| WRITTEN PROBLEM A |
Count the lines in the records below that contain the word "stucco", and give only that number.

| TEXT TO READ |
===
These aren't exactly the best times to be a sports fan. A host of harrowing stories have dominated the headlines in the past 16 months, and it's been worth wondering if sports do more harm than good.
At Penn State, the administration protected a known child predator to preserve the image of the school and football program. In New Orleans, a team carried out an elaborate scheme rewarding players for purposely causing potential life-lasting injuries to opponents. In Los Angeles, a Giants fan was beaten into a coma in the parking lot after the first game of the baseball season. The persistence of these off-the-field incidents has been more than enough to dampen anyone's enthusiasm for what happens between the lines.
Then for two glorious hours on Sunday afternoon, we got a much-needed respite from all the ugliness. That's when Ernie Els magically turned back the clock and improbably stormed back at Royal Lytham and St. Anne's to win the 2012 British Open. And for a brief while, he reminded us how rewarding sports can be.
It had been 10 years since Els last captured a major championship, but it must've felt a lot longer to him. During that time, the hulking South African came up agonizingly short on multiple occasions, collecting nine top-5 finishes in the Masters, U.S. Open, British Open and PGA Championship without winning. He had a chance to prevail in all four majors in 2004, yet couldn't close out any of them.
===
| DATASET CONTENT |
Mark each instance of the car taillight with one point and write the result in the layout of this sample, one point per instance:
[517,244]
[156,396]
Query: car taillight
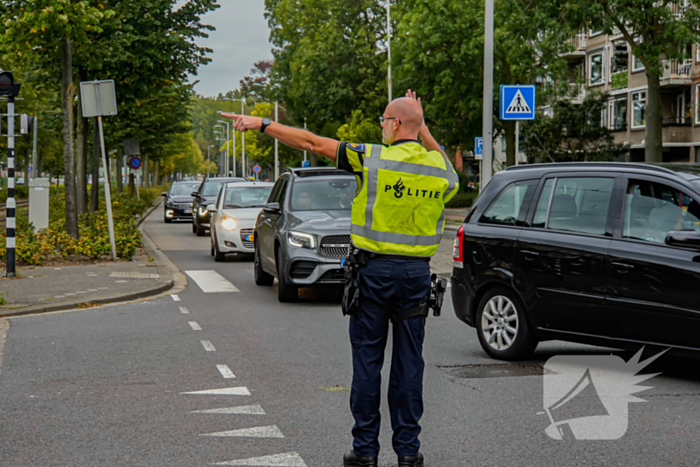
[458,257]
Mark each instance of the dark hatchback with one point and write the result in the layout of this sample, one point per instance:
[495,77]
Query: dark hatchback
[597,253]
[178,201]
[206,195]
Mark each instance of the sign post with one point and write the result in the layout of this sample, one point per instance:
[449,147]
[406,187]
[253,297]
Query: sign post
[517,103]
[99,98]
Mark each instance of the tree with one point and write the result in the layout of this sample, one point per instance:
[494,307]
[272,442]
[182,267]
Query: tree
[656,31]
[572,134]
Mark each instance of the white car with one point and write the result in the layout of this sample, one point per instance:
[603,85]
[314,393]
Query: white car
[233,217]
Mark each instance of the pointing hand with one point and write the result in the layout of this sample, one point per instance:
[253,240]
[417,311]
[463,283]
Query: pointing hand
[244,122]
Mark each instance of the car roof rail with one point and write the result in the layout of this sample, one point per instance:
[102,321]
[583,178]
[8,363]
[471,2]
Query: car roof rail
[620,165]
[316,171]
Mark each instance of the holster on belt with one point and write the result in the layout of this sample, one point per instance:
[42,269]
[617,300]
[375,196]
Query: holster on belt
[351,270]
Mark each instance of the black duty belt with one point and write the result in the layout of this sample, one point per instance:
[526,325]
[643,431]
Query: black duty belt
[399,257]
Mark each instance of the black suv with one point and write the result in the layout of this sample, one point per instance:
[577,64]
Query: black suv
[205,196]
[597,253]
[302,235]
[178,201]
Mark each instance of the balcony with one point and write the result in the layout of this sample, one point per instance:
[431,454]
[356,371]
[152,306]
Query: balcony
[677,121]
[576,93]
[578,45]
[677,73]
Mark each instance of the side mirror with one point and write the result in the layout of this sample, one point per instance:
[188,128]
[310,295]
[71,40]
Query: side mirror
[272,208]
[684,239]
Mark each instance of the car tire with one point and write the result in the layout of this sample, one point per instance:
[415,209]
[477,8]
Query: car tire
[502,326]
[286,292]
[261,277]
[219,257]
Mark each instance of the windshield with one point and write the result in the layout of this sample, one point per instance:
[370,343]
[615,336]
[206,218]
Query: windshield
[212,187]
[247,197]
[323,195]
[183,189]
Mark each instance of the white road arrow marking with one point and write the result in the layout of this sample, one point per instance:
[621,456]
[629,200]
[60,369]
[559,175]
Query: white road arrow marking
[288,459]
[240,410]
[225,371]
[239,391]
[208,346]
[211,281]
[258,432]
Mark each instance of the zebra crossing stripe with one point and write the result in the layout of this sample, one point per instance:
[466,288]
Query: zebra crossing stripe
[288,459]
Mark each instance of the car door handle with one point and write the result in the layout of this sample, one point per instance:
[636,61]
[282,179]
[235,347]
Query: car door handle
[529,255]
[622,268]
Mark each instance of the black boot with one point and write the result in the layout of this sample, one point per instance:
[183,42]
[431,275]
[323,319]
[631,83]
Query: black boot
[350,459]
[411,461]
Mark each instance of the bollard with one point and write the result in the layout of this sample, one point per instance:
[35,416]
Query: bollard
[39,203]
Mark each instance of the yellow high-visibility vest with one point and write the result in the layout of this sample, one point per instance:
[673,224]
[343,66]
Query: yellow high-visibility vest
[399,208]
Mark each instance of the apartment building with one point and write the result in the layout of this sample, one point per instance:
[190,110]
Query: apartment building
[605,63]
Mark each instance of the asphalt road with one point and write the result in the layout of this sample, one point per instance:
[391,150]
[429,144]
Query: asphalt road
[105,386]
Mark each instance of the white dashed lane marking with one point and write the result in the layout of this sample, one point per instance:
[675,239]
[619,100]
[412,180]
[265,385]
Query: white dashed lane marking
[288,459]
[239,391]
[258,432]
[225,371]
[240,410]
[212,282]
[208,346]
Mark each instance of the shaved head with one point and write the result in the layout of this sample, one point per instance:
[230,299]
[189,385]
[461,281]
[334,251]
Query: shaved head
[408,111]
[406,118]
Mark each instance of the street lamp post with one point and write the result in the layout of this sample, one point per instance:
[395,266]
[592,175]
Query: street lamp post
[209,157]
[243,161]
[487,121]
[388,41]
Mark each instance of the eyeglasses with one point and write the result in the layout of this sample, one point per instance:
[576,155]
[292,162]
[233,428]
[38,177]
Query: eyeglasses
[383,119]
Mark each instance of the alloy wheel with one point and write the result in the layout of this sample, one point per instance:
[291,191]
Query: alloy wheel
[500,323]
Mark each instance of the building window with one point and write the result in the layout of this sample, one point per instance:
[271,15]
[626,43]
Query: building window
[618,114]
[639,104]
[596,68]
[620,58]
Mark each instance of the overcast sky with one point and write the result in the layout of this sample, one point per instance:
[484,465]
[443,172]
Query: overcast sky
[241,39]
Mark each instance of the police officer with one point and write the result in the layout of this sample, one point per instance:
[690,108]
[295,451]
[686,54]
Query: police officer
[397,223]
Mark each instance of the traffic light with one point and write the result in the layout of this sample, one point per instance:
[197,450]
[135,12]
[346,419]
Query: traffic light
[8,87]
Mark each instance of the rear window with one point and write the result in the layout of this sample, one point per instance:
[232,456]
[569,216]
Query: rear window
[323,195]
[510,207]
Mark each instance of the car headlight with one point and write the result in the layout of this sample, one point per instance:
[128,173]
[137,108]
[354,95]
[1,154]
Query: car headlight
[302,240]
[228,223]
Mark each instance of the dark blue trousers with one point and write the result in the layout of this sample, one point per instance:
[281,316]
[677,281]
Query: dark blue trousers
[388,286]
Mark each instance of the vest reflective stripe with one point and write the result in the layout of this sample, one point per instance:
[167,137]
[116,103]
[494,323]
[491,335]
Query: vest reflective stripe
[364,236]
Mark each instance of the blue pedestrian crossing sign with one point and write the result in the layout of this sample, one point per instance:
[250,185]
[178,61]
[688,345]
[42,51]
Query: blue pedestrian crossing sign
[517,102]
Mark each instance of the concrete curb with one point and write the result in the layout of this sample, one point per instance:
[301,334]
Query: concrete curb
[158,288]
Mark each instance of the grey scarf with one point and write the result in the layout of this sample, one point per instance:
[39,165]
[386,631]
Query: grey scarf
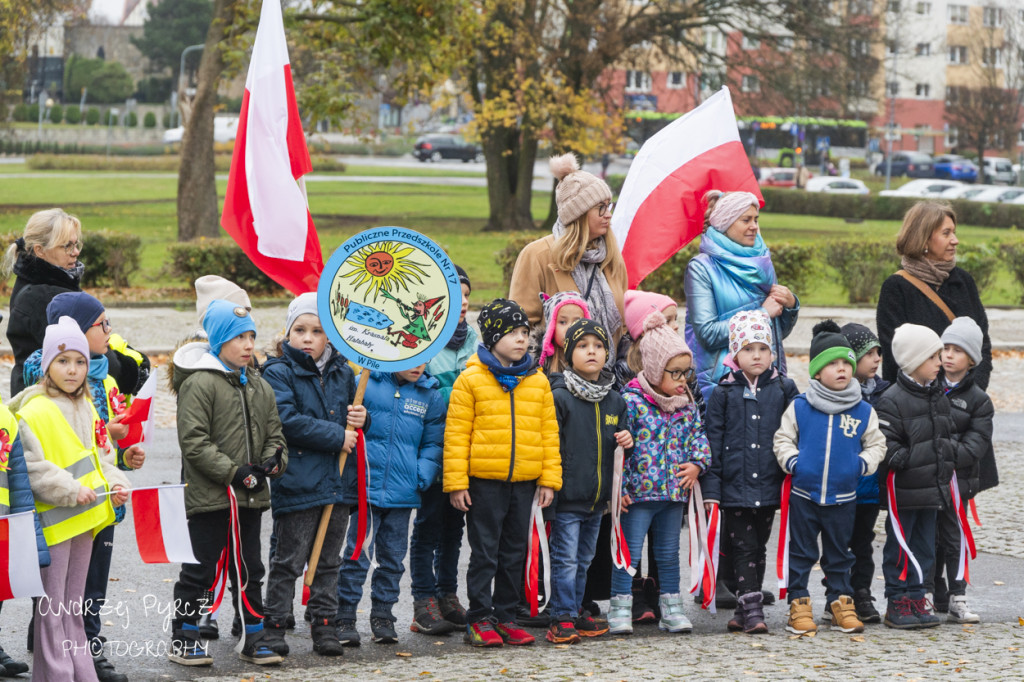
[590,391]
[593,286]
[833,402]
===
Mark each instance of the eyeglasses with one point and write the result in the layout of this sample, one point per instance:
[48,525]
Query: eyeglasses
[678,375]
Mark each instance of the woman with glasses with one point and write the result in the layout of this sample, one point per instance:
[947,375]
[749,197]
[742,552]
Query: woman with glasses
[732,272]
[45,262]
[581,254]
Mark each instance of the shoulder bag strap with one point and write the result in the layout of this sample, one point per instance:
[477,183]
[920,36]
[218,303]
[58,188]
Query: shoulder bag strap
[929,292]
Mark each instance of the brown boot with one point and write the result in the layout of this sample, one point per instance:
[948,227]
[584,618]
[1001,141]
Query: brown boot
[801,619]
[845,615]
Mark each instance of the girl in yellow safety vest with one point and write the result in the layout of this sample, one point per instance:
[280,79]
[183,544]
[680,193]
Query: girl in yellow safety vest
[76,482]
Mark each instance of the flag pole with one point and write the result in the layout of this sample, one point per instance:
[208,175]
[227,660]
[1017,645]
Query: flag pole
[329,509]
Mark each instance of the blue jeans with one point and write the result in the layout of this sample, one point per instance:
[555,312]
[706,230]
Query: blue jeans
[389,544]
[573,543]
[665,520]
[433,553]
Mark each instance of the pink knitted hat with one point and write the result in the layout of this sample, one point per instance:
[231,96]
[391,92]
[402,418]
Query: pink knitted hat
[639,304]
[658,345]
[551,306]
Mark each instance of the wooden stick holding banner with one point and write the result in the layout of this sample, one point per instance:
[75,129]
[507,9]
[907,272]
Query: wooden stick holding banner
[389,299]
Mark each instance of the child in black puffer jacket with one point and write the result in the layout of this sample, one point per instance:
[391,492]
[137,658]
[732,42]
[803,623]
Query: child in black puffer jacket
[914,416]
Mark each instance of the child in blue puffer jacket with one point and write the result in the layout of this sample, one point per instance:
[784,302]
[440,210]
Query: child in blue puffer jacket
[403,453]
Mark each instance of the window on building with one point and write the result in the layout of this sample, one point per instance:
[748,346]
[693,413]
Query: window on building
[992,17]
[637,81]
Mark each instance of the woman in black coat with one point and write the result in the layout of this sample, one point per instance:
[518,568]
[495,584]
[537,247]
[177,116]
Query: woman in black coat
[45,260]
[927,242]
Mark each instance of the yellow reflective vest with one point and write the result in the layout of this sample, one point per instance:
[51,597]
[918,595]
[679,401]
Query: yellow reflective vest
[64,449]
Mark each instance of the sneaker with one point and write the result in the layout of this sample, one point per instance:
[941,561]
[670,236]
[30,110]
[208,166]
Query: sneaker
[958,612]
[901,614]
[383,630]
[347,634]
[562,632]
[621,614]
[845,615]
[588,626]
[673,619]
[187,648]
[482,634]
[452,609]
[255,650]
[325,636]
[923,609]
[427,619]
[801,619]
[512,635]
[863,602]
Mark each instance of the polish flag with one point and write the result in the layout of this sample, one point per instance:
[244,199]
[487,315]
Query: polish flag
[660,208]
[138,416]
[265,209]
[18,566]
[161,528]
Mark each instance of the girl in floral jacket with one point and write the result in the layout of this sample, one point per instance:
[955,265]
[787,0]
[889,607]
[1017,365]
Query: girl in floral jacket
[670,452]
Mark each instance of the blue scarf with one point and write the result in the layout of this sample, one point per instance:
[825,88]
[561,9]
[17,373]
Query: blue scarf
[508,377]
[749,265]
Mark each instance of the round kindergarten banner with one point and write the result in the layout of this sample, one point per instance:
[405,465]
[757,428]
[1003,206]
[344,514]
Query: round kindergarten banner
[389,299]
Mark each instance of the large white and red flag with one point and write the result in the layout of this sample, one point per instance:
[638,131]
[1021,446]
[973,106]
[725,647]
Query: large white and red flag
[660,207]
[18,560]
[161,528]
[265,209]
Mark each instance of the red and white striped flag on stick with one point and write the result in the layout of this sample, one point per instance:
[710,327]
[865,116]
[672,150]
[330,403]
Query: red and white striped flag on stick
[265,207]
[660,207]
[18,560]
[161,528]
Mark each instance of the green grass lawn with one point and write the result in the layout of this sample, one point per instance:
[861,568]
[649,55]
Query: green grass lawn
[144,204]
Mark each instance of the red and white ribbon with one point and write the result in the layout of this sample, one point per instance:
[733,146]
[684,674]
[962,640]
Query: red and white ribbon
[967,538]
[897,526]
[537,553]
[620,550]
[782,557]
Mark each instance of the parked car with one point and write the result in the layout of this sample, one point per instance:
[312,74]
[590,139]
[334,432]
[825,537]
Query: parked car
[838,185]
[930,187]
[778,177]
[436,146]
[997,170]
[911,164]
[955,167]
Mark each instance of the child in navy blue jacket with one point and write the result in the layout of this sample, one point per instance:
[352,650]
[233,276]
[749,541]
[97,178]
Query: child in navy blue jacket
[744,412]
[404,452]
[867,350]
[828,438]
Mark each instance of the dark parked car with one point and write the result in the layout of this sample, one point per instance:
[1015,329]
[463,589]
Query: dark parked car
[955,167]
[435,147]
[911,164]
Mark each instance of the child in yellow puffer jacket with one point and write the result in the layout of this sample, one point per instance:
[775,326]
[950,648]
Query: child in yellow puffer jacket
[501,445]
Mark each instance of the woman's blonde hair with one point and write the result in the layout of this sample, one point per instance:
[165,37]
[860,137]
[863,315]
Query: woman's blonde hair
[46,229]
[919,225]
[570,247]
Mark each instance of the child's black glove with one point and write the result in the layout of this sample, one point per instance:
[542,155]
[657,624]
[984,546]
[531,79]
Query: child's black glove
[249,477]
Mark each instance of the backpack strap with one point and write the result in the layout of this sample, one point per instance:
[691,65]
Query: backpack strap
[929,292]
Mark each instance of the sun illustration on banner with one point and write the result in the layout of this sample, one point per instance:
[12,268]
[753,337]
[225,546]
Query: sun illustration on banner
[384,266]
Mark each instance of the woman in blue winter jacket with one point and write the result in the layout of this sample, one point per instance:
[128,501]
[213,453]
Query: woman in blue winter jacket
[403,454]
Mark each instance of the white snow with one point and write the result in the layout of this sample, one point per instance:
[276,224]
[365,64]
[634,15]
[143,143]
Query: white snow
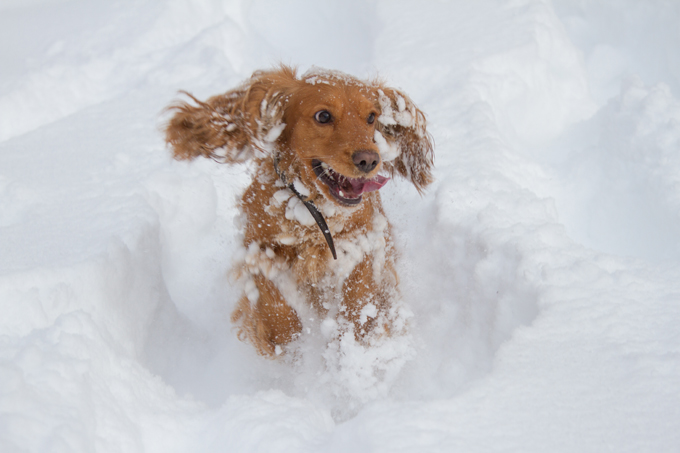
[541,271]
===
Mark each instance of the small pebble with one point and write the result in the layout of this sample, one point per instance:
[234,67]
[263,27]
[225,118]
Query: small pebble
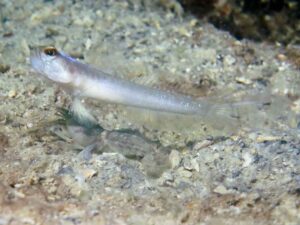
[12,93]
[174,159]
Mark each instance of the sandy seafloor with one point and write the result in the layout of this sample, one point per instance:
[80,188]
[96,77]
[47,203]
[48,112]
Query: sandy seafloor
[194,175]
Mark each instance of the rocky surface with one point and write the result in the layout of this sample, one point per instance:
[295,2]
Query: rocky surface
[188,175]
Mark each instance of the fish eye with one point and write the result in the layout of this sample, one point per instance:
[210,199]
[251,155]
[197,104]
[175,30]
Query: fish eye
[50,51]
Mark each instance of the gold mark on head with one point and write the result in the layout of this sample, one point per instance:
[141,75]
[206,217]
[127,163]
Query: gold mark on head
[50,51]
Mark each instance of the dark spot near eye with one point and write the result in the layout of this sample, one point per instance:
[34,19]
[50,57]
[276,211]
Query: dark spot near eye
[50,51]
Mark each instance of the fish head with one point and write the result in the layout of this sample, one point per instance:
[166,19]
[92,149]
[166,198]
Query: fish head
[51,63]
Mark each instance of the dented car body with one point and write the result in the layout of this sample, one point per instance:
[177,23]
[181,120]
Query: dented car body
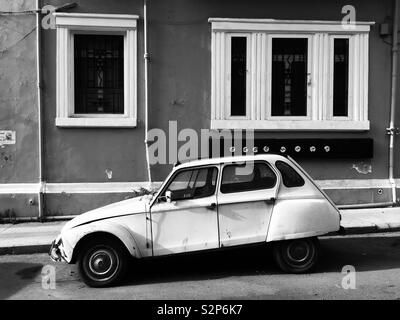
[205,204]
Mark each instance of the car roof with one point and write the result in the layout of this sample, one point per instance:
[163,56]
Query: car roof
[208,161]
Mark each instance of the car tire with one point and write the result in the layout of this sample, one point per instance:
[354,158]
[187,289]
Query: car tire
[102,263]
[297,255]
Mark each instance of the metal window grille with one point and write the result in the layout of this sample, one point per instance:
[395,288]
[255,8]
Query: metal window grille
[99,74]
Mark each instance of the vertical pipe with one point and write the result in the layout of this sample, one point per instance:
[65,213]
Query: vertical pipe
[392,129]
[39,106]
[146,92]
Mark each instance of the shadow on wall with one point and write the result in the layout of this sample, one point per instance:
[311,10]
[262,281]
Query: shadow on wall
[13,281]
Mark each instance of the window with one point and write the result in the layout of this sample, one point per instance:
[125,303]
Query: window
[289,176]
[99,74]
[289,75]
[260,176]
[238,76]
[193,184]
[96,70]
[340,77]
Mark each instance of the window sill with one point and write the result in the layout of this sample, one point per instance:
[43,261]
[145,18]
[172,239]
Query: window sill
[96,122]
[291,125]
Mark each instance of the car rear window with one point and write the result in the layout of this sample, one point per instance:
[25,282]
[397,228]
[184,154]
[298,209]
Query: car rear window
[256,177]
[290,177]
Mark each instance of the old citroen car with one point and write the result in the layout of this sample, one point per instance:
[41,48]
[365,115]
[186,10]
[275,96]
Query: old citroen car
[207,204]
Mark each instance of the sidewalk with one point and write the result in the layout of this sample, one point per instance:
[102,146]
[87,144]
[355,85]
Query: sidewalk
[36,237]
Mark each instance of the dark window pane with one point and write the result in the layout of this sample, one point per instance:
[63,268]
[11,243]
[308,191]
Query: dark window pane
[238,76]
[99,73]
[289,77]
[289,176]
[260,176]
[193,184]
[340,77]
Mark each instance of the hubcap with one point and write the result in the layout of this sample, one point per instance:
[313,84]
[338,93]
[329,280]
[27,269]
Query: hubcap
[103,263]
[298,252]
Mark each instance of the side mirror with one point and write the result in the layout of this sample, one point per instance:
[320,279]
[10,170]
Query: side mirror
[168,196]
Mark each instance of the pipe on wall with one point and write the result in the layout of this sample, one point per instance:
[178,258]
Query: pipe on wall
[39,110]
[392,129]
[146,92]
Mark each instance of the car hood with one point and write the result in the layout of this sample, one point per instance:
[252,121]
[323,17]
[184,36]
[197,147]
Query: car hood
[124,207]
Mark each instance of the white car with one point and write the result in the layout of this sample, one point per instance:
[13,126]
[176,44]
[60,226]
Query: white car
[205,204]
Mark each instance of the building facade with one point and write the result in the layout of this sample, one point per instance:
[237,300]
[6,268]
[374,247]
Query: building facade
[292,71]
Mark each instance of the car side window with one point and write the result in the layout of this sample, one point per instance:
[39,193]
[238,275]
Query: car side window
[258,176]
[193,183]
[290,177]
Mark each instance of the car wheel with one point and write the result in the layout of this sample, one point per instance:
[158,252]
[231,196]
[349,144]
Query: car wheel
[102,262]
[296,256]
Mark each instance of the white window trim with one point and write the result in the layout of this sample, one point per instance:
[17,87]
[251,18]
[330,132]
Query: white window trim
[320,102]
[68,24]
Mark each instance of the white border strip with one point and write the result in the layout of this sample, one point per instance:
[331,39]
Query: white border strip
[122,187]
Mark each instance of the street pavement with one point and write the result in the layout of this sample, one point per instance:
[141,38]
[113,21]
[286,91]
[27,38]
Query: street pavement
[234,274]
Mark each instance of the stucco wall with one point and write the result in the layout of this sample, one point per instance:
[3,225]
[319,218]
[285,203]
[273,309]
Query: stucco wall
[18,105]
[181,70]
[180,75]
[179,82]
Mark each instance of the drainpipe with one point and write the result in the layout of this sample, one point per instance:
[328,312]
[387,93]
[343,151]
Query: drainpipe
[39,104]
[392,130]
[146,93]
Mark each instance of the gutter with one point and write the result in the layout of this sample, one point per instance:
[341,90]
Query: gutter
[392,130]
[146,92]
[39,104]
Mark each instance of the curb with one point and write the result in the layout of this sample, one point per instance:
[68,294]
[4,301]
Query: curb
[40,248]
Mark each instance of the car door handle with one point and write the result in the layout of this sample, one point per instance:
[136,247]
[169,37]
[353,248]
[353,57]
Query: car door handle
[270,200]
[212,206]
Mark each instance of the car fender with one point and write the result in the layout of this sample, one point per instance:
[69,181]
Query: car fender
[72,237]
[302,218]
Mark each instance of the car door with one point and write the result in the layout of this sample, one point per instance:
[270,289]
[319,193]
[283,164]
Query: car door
===
| WRITTEN PROBLEM B |
Reproduce the passage from the article above word for word, beginning at the words "These aren't exactly" and ending after the words "between the lines.".

| FULL ANSWER A |
2

| FULL ANSWER B |
These aren't exactly the best times to be a sports fan. A host of harrowing stories have dominated the headlines in the past 16 months, and it's been worth wondering if sports do more harm than good.
At Penn State, the administration protected a known child predator to preserve the image of the school and football program. In New Orleans, a team carried out an elaborate scheme rewarding players for purposely causing potential life-lasting injuries to opponents. In Los Angeles, a Giants fan was beaten into a coma in the parking lot after the first game of the baseball season. The persistence of these off-the-field incidents has been more than enough to dampen anyone's enthusiasm for what happens between the lines.